# EXERCISE INSTRUCTIONS
Count the lines in the records below that contain the string "chrome". Reply with only the number.

# DATA FOR THIS TASK

***

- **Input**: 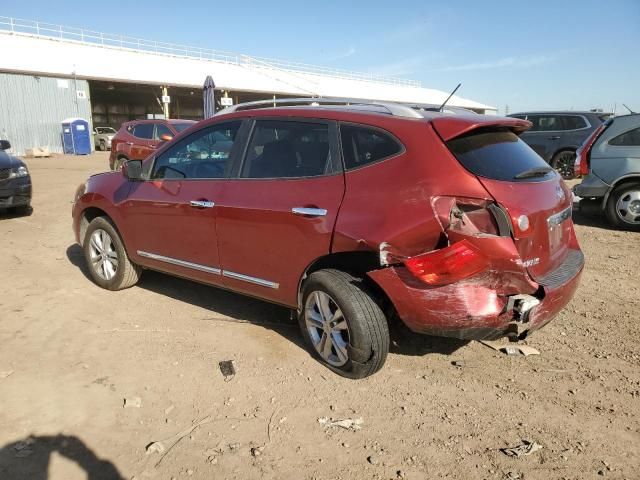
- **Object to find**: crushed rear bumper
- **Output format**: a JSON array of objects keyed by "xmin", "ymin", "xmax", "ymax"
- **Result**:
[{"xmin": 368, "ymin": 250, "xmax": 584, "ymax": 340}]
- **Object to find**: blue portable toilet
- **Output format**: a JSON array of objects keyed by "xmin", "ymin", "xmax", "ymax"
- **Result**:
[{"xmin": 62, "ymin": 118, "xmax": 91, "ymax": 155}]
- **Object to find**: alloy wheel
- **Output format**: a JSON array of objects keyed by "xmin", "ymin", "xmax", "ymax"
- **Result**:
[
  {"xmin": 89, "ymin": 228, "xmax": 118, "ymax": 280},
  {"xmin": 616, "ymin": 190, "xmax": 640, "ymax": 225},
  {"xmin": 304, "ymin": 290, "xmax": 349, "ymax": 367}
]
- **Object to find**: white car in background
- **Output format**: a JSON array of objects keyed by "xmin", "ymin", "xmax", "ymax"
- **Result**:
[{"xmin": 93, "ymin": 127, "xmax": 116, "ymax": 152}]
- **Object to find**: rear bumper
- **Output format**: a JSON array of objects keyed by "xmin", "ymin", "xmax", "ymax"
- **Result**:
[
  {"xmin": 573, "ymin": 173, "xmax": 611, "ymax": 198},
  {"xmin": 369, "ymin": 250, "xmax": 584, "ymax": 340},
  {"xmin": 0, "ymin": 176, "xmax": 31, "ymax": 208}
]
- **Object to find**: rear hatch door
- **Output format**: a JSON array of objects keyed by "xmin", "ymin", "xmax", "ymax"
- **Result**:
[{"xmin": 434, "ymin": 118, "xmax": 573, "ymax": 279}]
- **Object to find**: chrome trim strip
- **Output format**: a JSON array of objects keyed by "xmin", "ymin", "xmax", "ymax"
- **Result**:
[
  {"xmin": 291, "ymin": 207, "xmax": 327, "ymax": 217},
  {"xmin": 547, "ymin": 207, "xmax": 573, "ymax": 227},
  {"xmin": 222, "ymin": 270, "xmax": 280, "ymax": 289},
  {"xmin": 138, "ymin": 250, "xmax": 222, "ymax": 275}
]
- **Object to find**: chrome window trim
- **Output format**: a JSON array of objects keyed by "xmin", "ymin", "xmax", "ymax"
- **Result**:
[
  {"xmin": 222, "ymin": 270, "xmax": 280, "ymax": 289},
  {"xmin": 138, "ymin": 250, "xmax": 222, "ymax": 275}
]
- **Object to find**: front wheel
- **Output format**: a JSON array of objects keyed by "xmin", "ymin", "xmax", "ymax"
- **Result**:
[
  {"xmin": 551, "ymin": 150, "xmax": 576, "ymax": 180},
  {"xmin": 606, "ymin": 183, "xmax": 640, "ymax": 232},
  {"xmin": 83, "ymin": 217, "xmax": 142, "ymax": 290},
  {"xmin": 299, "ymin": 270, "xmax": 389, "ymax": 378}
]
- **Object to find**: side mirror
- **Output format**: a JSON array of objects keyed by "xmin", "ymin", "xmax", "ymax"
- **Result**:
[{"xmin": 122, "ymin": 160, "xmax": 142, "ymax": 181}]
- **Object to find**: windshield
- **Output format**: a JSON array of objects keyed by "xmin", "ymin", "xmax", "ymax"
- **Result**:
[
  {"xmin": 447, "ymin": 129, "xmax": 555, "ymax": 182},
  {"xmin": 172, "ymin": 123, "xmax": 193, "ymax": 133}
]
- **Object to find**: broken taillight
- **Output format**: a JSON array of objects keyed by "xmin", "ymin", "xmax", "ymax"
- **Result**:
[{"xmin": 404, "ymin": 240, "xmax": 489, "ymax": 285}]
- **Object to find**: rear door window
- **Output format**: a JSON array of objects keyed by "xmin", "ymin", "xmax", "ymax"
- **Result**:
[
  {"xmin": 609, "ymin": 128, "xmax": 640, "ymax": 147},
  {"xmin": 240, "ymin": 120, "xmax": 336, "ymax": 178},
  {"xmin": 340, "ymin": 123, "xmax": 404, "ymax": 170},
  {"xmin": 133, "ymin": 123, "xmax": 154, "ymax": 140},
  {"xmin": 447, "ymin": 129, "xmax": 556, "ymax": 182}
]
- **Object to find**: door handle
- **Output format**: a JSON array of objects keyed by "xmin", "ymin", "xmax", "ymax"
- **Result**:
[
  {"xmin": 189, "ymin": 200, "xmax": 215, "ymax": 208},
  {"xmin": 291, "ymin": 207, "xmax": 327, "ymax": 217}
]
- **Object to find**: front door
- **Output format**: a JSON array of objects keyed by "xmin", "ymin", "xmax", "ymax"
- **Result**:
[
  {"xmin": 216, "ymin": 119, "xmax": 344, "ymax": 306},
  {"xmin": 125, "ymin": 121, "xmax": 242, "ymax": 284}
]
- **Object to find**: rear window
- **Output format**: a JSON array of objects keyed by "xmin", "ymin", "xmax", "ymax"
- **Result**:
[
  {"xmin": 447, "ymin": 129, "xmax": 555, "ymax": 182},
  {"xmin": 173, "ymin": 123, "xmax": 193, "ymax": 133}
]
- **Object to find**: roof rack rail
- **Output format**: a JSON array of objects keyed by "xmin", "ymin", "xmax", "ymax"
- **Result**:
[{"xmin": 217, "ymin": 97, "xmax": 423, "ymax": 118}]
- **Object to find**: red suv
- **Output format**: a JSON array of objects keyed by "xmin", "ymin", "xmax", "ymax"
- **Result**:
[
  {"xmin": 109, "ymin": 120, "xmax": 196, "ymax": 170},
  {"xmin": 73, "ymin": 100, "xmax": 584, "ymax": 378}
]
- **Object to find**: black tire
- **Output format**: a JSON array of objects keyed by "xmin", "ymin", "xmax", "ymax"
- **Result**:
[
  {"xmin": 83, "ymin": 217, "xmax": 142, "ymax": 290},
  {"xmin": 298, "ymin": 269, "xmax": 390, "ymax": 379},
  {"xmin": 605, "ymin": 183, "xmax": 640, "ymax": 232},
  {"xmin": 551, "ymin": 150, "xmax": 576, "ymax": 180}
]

***

# SOLUTION TO THIS TASK
2